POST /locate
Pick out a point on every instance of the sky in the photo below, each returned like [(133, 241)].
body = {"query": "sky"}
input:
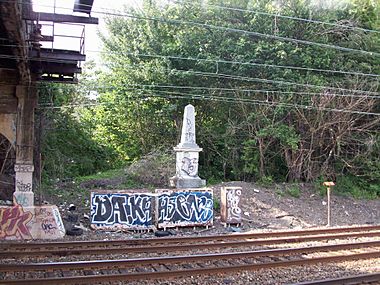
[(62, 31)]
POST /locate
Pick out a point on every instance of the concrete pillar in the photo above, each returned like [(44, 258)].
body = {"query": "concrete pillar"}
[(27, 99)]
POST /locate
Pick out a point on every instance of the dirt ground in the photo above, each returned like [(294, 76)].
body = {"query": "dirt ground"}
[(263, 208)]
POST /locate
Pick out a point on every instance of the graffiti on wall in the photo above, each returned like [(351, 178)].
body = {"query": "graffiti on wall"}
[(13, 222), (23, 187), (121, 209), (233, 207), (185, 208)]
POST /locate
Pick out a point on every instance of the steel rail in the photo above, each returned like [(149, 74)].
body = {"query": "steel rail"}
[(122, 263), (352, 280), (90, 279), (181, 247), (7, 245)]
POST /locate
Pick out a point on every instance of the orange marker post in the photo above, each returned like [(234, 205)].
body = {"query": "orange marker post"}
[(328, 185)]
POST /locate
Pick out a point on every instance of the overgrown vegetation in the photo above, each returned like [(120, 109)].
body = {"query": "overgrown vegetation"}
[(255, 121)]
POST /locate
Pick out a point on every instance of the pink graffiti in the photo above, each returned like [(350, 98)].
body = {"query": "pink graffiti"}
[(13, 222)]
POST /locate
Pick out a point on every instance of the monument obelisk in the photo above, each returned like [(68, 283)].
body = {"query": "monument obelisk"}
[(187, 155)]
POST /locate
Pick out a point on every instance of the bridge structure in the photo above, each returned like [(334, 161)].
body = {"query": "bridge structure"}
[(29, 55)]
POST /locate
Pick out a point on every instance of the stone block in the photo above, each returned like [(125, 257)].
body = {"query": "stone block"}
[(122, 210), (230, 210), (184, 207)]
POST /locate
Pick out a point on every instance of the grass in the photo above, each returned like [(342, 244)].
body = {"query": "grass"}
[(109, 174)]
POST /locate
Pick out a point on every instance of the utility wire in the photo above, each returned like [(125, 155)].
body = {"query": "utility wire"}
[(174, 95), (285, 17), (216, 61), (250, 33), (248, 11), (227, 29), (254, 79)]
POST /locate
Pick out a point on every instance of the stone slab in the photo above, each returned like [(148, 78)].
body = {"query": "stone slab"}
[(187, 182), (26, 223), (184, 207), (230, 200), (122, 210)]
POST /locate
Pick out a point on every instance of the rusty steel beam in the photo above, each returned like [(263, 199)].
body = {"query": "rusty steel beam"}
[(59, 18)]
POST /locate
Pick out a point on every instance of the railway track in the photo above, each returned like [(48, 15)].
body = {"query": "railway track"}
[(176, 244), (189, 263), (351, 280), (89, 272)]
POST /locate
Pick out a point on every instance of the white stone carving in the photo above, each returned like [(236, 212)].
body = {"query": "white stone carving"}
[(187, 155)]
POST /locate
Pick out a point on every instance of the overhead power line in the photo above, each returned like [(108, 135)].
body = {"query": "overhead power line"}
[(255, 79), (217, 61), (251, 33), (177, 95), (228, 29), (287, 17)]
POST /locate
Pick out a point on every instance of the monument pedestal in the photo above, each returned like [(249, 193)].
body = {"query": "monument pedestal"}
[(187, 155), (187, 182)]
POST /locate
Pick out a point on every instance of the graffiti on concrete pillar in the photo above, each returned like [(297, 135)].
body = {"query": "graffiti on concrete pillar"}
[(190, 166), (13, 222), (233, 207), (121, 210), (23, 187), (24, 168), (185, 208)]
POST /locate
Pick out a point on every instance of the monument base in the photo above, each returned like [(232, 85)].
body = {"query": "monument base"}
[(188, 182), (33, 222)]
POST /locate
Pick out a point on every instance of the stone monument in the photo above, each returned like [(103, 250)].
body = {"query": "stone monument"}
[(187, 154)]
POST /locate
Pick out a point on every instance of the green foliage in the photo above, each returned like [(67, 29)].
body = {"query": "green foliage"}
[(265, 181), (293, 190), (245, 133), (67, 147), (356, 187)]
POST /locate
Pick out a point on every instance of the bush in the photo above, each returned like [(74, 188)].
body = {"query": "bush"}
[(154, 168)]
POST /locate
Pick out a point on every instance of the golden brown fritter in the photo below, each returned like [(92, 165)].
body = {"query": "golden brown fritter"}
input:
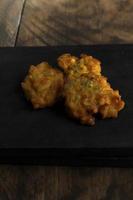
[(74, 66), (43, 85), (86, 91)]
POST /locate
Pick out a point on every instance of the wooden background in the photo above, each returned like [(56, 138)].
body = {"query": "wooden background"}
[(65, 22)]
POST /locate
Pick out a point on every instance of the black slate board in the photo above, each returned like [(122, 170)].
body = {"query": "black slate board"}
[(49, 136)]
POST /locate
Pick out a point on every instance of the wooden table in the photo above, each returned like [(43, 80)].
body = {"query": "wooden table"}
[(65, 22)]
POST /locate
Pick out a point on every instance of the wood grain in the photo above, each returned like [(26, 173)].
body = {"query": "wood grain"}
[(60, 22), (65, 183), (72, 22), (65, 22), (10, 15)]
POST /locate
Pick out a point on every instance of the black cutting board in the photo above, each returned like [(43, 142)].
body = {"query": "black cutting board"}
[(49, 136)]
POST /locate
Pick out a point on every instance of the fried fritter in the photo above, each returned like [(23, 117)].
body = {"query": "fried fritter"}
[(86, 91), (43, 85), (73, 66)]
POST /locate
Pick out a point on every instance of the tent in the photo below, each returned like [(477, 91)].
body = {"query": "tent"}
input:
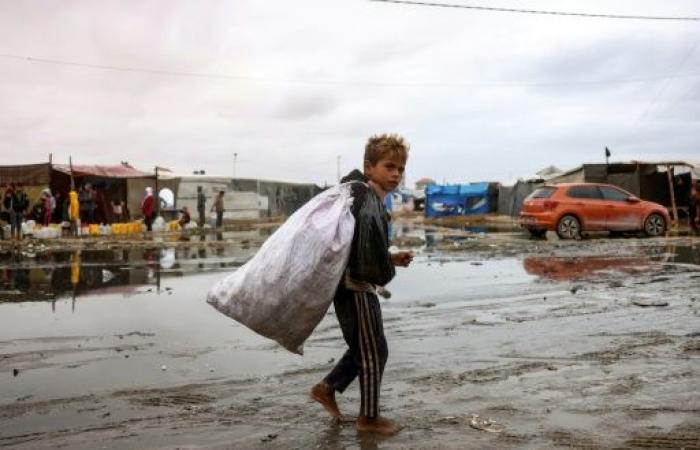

### TASK GOAL
Please reproduce each line of the listing above exactly, skipping pictures.

### SOLUTION TO THE EXERCISE
POST /locate
Pick out a point on every instance of the sky in the photo below, each returned like [(133, 241)].
body = {"query": "sky"}
input:
[(62, 31)]
POST /locate
Pick out a point on every instance of the concrete pillar in the photo above, each returned like [(44, 258)].
body = {"query": "concrete pillar"}
[(27, 99)]
POST /locate
Pick out a point on every instance of the dirt ground in the photo above, each returned like [(294, 76)].
body = {"query": "dirt ground"}
[(263, 208)]
POST /locate
Pick out a point on every instance of the graffiti on wall in the photo above, each returned like [(351, 178)].
body = {"query": "graffiti on wall"}
[(13, 222), (23, 187), (121, 209), (233, 207), (185, 208)]
POST /locate
Pick out a point on every instance of the steel rail in the photo above, each returned like [(149, 74)].
body = {"query": "steel rail"}
[(122, 263), (352, 280), (90, 279), (181, 247), (7, 245)]
POST /locate
Pick out a point on every instance of the orange marker post in the photo above, each returned like [(234, 205)].
body = {"query": "orange marker post"}
[(328, 185)]
POST /locate
Pick out a point on every instance of the overgrown vegetation in the photo above, each returned like [(120, 109)].
body = {"query": "overgrown vegetation"}
[(255, 121)]
POST /locate
Pick out a point on every instance of the pink graffiti in the photo above, each returned like [(350, 98)].
body = {"query": "pink graffiti"}
[(13, 222)]
POST /locate
Pick out a point on every instance of the monument obelisk in the photo above, each returned like [(68, 283)].
body = {"query": "monument obelisk"}
[(187, 155)]
POST /locate
Pick out a point on every instance of the bridge structure in the photo above, each returned like [(334, 161)].
body = {"query": "bridge structure"}
[(29, 55)]
POST /locate
Pick out a point on every instance of the stone block in the photo above, each returned like [(125, 257)].
body = {"query": "stone block"}
[(122, 210), (230, 210), (184, 207)]
POST /locate
Pick out a point on every instance of the grass in the photo above, each returned like [(342, 244)].
body = {"query": "grass"}
[(109, 174)]
POST /locate
Pick out a point on every instance of the utility wire in the photo above, each returned like [(125, 155)].
body = {"query": "utility wire"}
[(174, 95), (285, 17), (216, 61), (250, 33), (248, 11), (227, 29), (254, 79)]
POST /locate
Pick out a point on every instance of the stone slab in the photo above, each returned like [(148, 78)].
body = {"query": "stone slab"}
[(187, 182), (26, 223), (184, 207), (230, 200), (122, 210)]
POST /locate
Pick out a point on every instance of the rusty steel beam in the photo above, each returned like [(263, 199)].
body = {"query": "rusty steel beam"}
[(59, 18)]
POST /locate
Pick out a point on every instance of the railway track in the photo above, each returned like [(48, 15)].
body = {"query": "railway track"}
[(176, 244), (189, 263), (351, 280), (89, 272)]
POST /locate
Pick out a point on every instance of the white stone carving in the photo above, each returned like [(236, 212)].
body = {"query": "white stone carving"}
[(187, 155)]
POST /locate
Pick out a point on every instance of the overhead power line in the photo above, each returned like [(108, 135)].
body = {"query": "overhead power line"}
[(255, 79), (217, 61), (251, 33), (177, 95), (228, 29), (287, 17)]
POST /locate
Pick out a point on every instance of the monument pedestal in the photo above, each returned like [(249, 193)].
body = {"query": "monument pedestal"}
[(187, 155), (187, 182)]
POST /locate
Pick out a point on every instance of the graffiti on concrete pillar in the photo above, each returned like [(297, 135)].
body = {"query": "graffiti on concrete pillar"}
[(190, 166), (13, 222), (233, 207), (121, 210), (23, 187), (24, 168), (185, 208)]
POST /locate
Pick out a point on every instance of the monument base in the photo above, each returned like [(232, 85)].
body = {"query": "monument base"}
[(188, 182), (33, 222)]
POST /locate
Pick out a point on every instance of the stone monument in the photo above, each returned like [(103, 250)].
body = {"query": "stone monument"}
[(187, 154)]
POST /locate
Pick out a point on every instance of the green foliage in the photo above, each returned like [(67, 29)].
body = {"query": "green foliage"}
[(265, 181), (293, 190), (245, 133), (67, 147), (356, 187)]
POST /locate
Pick out a point on every instance of the bush in the photo above, each returned like [(74, 188)].
body = {"query": "bush"}
[(154, 168)]
POST /locate
Pick out a point on every instance of the golden brown fritter in the photo below, each returned like [(92, 165)].
body = {"query": "golden brown fritter"}
input:
[(74, 66), (43, 85), (86, 91)]
POST /locate
Pick out a point on every instance of the wooden background in the photo above, each returned like [(56, 138)].
body = {"query": "wooden background"}
[(65, 22)]
POST /locate
Pick out a point on every instance of the black slate board in the photo above, each returned like [(122, 170)].
body = {"query": "black slate board"}
[(49, 136)]
POST /locate
Pick out a point on every instance of the wooden table in the photo above, each returned like [(43, 80)].
body = {"query": "wooden table"}
[(65, 22)]
POST /locate
Pick out a point on every instance of the wood grain in the photo above, each returned like [(26, 173)].
body = {"query": "wood grain"}
[(60, 22), (65, 183), (72, 22), (65, 22), (10, 15)]
POST /locate
Pick out a point on every instance of the black cutting board in the photo above, each returned like [(43, 142)].
body = {"query": "black cutting board"}
[(49, 136)]
POST /locate
Pick out a point on every instance of the fried fritter in the photo above, each returned like [(23, 117)].
body = {"query": "fried fritter"}
[(86, 91), (43, 85), (73, 66)]
POST /locate
Pick out a point on every instance of the tent in the photo below, each returned like [(477, 91)].
body = {"query": "tent"}
input:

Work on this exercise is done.